> **What the exercise asks**
The entries below are to be restated exactly, and their images are to be omitted.

> **Collected data**
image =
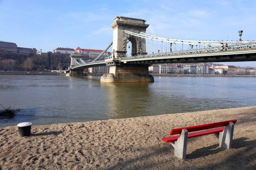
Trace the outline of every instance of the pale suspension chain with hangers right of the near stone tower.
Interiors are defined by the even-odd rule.
[[[198,52],[220,51],[222,48],[223,49],[227,48],[227,46],[229,46],[229,49],[233,49],[233,47],[236,48],[235,46],[237,45],[241,46],[241,44],[256,42],[254,40],[243,41],[243,42],[183,40],[183,39],[175,39],[175,38],[168,38],[168,37],[160,37],[157,35],[147,34],[145,32],[134,31],[134,30],[124,30],[124,34],[125,34],[125,37],[129,38],[131,42],[131,46],[136,46],[138,42],[140,43],[139,45],[137,45],[141,48],[140,50],[134,49],[134,47],[132,47],[131,56],[140,56],[140,55],[147,55],[147,54],[156,55],[156,54],[163,54],[163,53],[166,54],[170,52],[173,55],[177,55],[177,54],[188,54],[196,51]],[[138,42],[134,43],[134,40],[138,40]],[[129,55],[127,55],[126,57],[129,57]]]

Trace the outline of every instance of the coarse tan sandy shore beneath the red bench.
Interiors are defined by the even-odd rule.
[[[237,119],[233,148],[214,135],[188,139],[187,159],[163,142],[172,128]],[[255,170],[256,107],[94,122],[0,128],[0,170]]]

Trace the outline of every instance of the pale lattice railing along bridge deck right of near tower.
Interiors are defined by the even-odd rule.
[[[171,51],[165,53],[157,53],[157,54],[145,54],[139,56],[130,56],[130,57],[122,57],[121,61],[128,59],[140,59],[140,58],[151,58],[151,57],[164,57],[164,56],[176,56],[176,55],[186,55],[186,54],[200,54],[200,53],[209,53],[209,52],[218,52],[218,51],[234,51],[234,50],[245,50],[250,48],[256,48],[256,42],[250,43],[240,43],[235,45],[222,45],[219,47],[208,47],[208,48],[197,48],[197,49],[189,49],[183,51]]]

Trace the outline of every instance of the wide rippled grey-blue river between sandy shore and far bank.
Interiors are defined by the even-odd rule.
[[[251,77],[154,77],[154,83],[102,83],[100,77],[0,75],[0,104],[20,109],[0,127],[48,125],[256,105]],[[0,108],[1,110],[1,108]]]

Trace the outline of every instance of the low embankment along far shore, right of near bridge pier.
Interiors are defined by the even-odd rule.
[[[256,75],[218,75],[218,74],[151,74],[159,77],[256,77]]]

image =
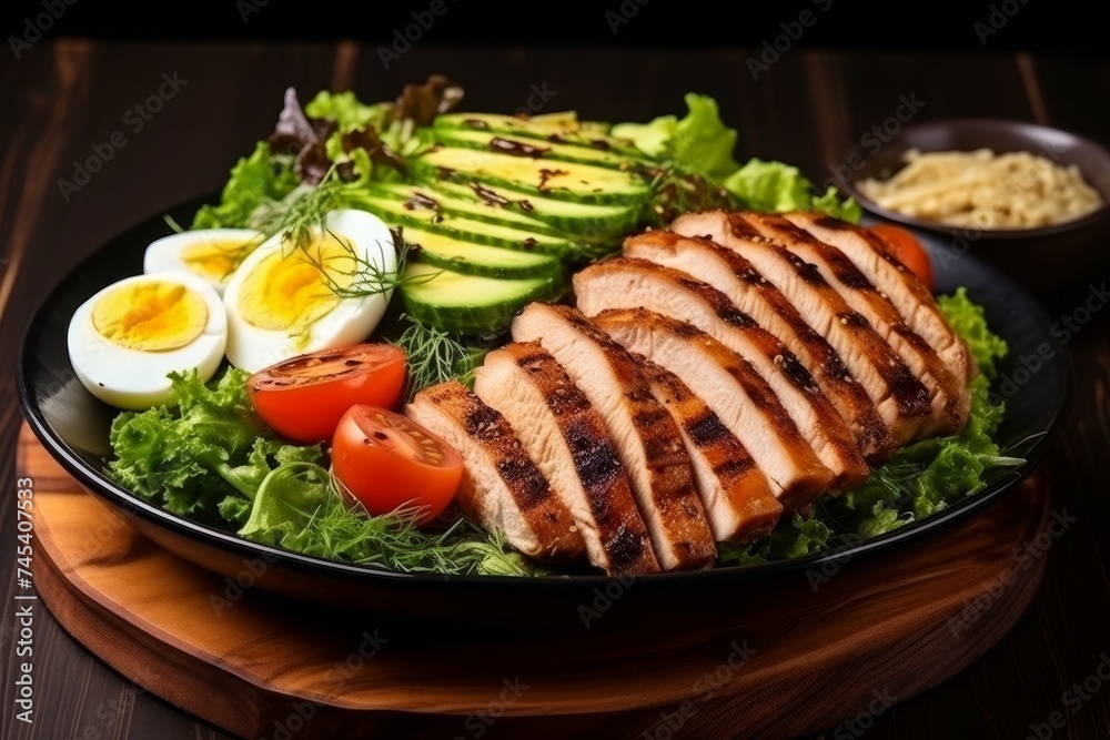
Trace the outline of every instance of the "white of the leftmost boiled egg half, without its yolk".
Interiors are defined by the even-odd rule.
[[[176,349],[152,352],[131,349],[101,335],[92,321],[97,302],[112,290],[143,282],[176,283],[199,295],[208,308],[200,336]],[[210,379],[223,362],[226,343],[228,320],[220,296],[208,282],[188,272],[135,275],[104,287],[73,312],[67,333],[70,363],[81,385],[101,401],[129,410],[165,403],[171,371],[195,368],[202,381]]]

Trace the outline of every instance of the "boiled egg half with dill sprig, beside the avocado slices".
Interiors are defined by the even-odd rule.
[[[224,291],[228,359],[252,373],[294,355],[365,341],[396,275],[389,226],[359,210],[327,214],[303,246],[278,234],[239,266]],[[382,290],[385,288],[385,290]]]

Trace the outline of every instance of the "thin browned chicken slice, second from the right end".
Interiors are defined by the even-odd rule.
[[[952,434],[963,428],[970,408],[967,378],[945,367],[936,349],[911,330],[898,310],[871,285],[856,265],[831,244],[771,213],[745,213],[745,220],[760,233],[817,265],[829,285],[870,323],[879,336],[894,347],[930,394],[930,420],[922,425],[922,436]]]

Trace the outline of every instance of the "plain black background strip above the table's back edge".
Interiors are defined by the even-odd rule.
[[[65,12],[48,29],[53,36],[101,39],[352,39],[387,43],[394,30],[426,11],[432,0],[311,3],[293,0],[147,1],[109,7],[95,0],[14,0],[0,10],[7,40],[21,36],[28,18],[49,7]],[[1097,4],[1078,0],[859,3],[848,0],[696,3],[680,0],[442,0],[470,4],[451,23],[430,29],[437,44],[623,44],[754,45],[781,32],[779,24],[804,10],[821,17],[798,39],[799,47],[867,49],[1039,50],[1069,53],[1107,49]],[[823,8],[827,11],[823,11]],[[252,12],[256,10],[258,12]],[[628,22],[614,21],[607,13]],[[993,18],[998,33],[985,27]],[[244,20],[245,19],[245,20]],[[1005,24],[1003,24],[1005,20]],[[614,29],[616,31],[614,32]]]

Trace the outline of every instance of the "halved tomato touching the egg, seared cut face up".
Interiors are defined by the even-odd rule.
[[[252,375],[246,391],[275,432],[314,444],[330,440],[355,404],[392,408],[404,384],[404,349],[360,344],[290,357]]]

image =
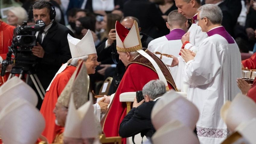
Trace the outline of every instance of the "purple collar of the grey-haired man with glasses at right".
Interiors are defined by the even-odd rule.
[[[208,31],[207,34],[209,37],[213,36],[214,34],[219,34],[222,37],[224,37],[228,41],[229,44],[235,43],[234,39],[230,36],[230,34],[226,31],[226,29],[223,26],[214,28],[214,29]]]

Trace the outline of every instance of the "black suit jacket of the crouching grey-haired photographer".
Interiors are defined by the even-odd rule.
[[[151,137],[155,133],[151,123],[151,111],[155,103],[149,101],[137,108],[133,107],[121,122],[119,135],[124,138],[141,133],[142,136]]]

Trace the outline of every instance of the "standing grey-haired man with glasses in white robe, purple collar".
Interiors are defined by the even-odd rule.
[[[187,98],[199,109],[196,129],[200,143],[219,144],[229,135],[220,108],[241,92],[236,85],[236,79],[242,75],[241,54],[235,40],[221,26],[220,8],[206,4],[198,10],[195,22],[209,37],[200,43],[197,54],[186,49],[194,46],[190,34],[182,37],[185,49],[181,56],[186,62],[183,76],[189,84]]]

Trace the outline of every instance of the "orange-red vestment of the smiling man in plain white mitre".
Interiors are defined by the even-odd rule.
[[[40,113],[45,119],[46,126],[42,135],[45,136],[50,143],[53,142],[57,134],[57,130],[61,128],[61,126],[57,126],[55,124],[55,115],[53,114],[53,109],[59,95],[68,83],[69,78],[75,72],[75,69],[76,67],[74,66],[68,66],[63,72],[59,73],[53,80],[49,91],[47,91],[44,96]]]

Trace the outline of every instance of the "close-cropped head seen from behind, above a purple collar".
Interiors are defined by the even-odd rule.
[[[187,18],[178,13],[178,10],[171,11],[168,14],[167,22],[170,27],[183,27],[186,21]]]

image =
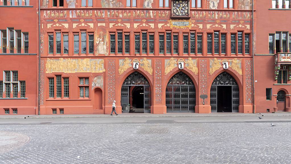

> **Output of the task**
image =
Trace the outline of every instance of the pale suspension chain with hangers right of the near stone tower.
Interiors are defined by the even-odd rule.
[[[198,52],[220,51],[222,48],[223,49],[227,48],[227,46],[229,46],[229,49],[233,49],[233,47],[236,48],[235,46],[237,45],[241,46],[241,44],[256,42],[254,40],[243,41],[243,42],[183,40],[183,39],[175,39],[175,38],[168,38],[168,37],[160,37],[157,35],[147,34],[145,32],[134,31],[134,30],[124,30],[124,34],[125,34],[125,37],[129,38],[131,42],[131,46],[136,46],[138,42],[140,43],[139,45],[137,45],[141,48],[140,50],[134,49],[134,47],[132,47],[131,56],[140,56],[140,55],[147,55],[147,54],[156,55],[156,54],[163,54],[163,53],[166,54],[170,52],[173,55],[177,55],[177,54],[188,54],[196,51]],[[138,42],[134,43],[134,40],[138,40]],[[129,55],[127,55],[126,57],[129,57]]]

Trace the outline of every instance of the coarse tan sandy shore beneath the red bench.
Interiors are defined by the even-odd rule.
[[[237,119],[233,148],[214,135],[188,139],[187,159],[163,142],[172,128]],[[255,170],[256,107],[94,122],[0,128],[0,170]]]

Trace the outline of every instance of the pale lattice railing along bridge deck right of near tower.
Interiors are defined by the even-odd rule.
[[[171,51],[165,53],[157,53],[157,54],[145,54],[139,56],[130,56],[130,57],[122,57],[121,61],[128,59],[140,59],[140,58],[151,58],[151,57],[164,57],[164,56],[176,56],[176,55],[186,55],[186,54],[200,54],[200,53],[209,53],[209,52],[218,52],[218,51],[234,51],[234,50],[245,50],[250,48],[256,48],[256,42],[250,43],[240,43],[235,45],[222,45],[219,47],[208,47],[208,48],[197,48],[197,49],[189,49],[183,51]]]

Trace the outline of every instance of the wide rippled grey-blue river between sandy shore and far bank.
Interiors are defined by the even-odd rule.
[[[251,77],[154,77],[154,83],[102,83],[100,77],[0,75],[0,104],[20,109],[0,127],[48,125],[256,105]],[[0,108],[1,110],[1,108]]]

Trace the outline of every instance of the low embankment along far shore, right of near bridge pier.
Interiors are defined by the even-odd rule.
[[[256,75],[218,75],[218,74],[151,74],[159,77],[256,77]]]

image =
Trace the outline of every instance of the "white of the leftmost boiled egg half, without its yolk".
Interiors are defined by the even-odd rule.
[[[176,349],[152,352],[131,349],[101,335],[92,321],[97,302],[112,290],[143,282],[176,283],[199,295],[208,308],[200,336]],[[210,379],[223,362],[226,343],[228,320],[220,296],[208,282],[188,272],[135,275],[104,287],[73,312],[67,333],[70,363],[81,385],[101,401],[129,410],[165,403],[171,371],[195,368],[202,381]]]

Trace the outline of every instance of the "boiled egg half with dill sprig, beside the avocado slices".
Interiors are defined by the even-odd rule.
[[[224,291],[228,359],[252,373],[294,355],[365,341],[396,275],[389,226],[359,210],[327,214],[303,246],[278,234],[239,266]],[[382,290],[385,288],[385,290]]]

Trace the outline of every instance of the "thin browned chicken slice, second from the right end".
Interiors are defined by the even-odd rule.
[[[952,434],[963,428],[970,408],[967,378],[945,367],[936,349],[911,330],[898,310],[871,285],[856,265],[831,244],[771,213],[745,213],[745,220],[760,233],[817,265],[829,285],[870,323],[879,336],[894,347],[930,394],[930,420],[922,425],[922,436]]]

Trace the outline of every instance of the "plain black background strip above the table's back edge".
Interiors are defined by the even-odd rule.
[[[65,12],[48,29],[53,36],[101,39],[352,39],[387,43],[394,30],[426,11],[432,0],[311,3],[293,0],[147,1],[109,7],[95,0],[14,0],[0,10],[7,40],[21,36],[28,18],[49,7]],[[1097,4],[1078,0],[859,3],[848,0],[696,3],[680,0],[442,0],[470,4],[451,23],[430,29],[437,44],[623,44],[754,45],[781,32],[779,24],[804,10],[821,17],[798,39],[799,47],[867,49],[1039,50],[1069,53],[1107,49]],[[823,8],[827,11],[823,11]],[[252,12],[256,10],[258,12]],[[628,22],[614,21],[607,13]],[[993,18],[998,33],[985,27]],[[244,20],[245,19],[245,20]],[[1005,24],[1003,24],[1005,20]],[[614,29],[616,31],[614,32]]]

Trace the outline of every instance of the "halved tomato touching the egg, seared cut face up".
Interiors are defined by the even-odd rule.
[[[252,375],[246,391],[275,432],[314,444],[330,440],[355,404],[392,408],[404,384],[404,349],[360,344],[290,357]]]

image =
Trace the outline of every instance of the "purple collar of the grey-haired man with glasses at right".
Interiors are defined by the even-odd rule.
[[[208,31],[207,34],[209,37],[213,36],[214,34],[219,34],[222,37],[224,37],[228,41],[229,44],[235,43],[234,39],[230,36],[230,34],[226,31],[226,29],[223,26],[214,28],[214,29]]]

Trace the outline of every instance of the "black suit jacket of the crouching grey-haired photographer".
Interiors are defined by the even-odd rule.
[[[151,137],[155,133],[151,123],[151,111],[155,103],[149,101],[137,108],[133,107],[121,122],[119,135],[124,138],[141,133],[142,136]]]

Trace the outline of every instance of the "standing grey-haired man with glasses in white robe, purple collar".
Interiors are defined by the even-odd rule.
[[[187,98],[199,109],[196,129],[200,143],[219,144],[229,135],[220,108],[241,92],[236,85],[236,79],[242,75],[241,54],[235,40],[221,26],[220,8],[206,4],[198,10],[195,22],[209,37],[200,43],[197,54],[186,49],[194,46],[190,34],[182,37],[185,49],[181,56],[186,62],[183,76],[189,84]]]

Trace the outline of every instance of the "orange-red vestment of the smiling man in plain white mitre".
Interiors are defined by the even-odd rule.
[[[40,113],[45,119],[46,126],[42,135],[45,136],[50,143],[53,142],[57,134],[57,130],[61,128],[61,126],[57,126],[55,124],[55,115],[53,114],[53,109],[59,95],[68,83],[69,78],[75,72],[75,69],[76,67],[74,66],[68,66],[63,72],[59,73],[53,80],[49,91],[47,91],[44,96]]]

Trace the outline of every instance of the "close-cropped head seen from behind, above a purple collar".
Interiors are defined by the even-odd rule.
[[[187,18],[178,13],[178,10],[171,11],[168,14],[167,22],[170,27],[183,27],[186,21]]]

image =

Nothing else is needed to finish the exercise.